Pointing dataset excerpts
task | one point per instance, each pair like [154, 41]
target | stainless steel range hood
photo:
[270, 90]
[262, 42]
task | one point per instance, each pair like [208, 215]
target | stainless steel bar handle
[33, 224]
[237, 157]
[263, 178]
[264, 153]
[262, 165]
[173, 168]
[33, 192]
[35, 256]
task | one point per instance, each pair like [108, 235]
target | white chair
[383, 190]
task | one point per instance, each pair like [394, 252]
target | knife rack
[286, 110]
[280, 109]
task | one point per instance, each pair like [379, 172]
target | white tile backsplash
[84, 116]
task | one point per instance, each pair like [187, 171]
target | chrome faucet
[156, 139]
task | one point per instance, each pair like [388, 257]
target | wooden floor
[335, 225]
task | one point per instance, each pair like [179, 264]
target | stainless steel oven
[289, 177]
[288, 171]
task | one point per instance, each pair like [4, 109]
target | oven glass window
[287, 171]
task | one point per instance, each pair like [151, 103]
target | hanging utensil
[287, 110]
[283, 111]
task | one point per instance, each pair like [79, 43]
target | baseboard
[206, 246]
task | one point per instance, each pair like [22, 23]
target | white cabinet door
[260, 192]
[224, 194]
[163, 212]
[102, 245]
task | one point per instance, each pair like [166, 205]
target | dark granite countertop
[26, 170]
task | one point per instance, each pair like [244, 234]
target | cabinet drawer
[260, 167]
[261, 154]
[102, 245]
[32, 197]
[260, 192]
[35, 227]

Written instruction:
Please swap every "stainless steel" in the entries above for "brushed steel", leaving everything else unchanged, and give all the lines again.

Expected answer:
task | one point per instance, each pair like [154, 41]
target | brushed steel range hood
photo:
[270, 90]
[262, 42]
task | one point per instance, each pair like [208, 215]
target | brushed steel bar handle
[33, 224]
[237, 157]
[263, 178]
[264, 153]
[262, 165]
[173, 168]
[33, 192]
[35, 256]
task | one point per instance, each pair like [108, 235]
target | white chair
[383, 190]
task | one point per instance, each pair like [394, 252]
target | knife rack
[286, 110]
[280, 109]
task | one point per instance, each pair like [379, 172]
target | white tile backsplash
[84, 116]
task | one point per instance, each pair like [187, 171]
target | chrome faucet
[156, 139]
task | one point per instance, each pair like [388, 257]
target | wooden floor
[335, 225]
task | one point per instance, each pair like [179, 264]
target | brushed steel oven
[289, 177]
[288, 171]
task | one point per instance, each pair like [4, 109]
target | oven glass window
[287, 171]
task | one point per instance, each pair like [151, 103]
target | hanging utensil
[287, 110]
[283, 111]
task | one point per instance, each pair like [79, 43]
target | baseboard
[206, 246]
task | one point per instance, each pair like [22, 23]
target | white cabinet door
[260, 192]
[224, 194]
[163, 212]
[102, 245]
task | one point per instance, each pair like [166, 205]
target | dark granite countertop
[26, 170]
task | one point per instance, each pair like [244, 234]
target | cabinet drawer
[260, 167]
[261, 154]
[102, 245]
[32, 197]
[260, 192]
[35, 227]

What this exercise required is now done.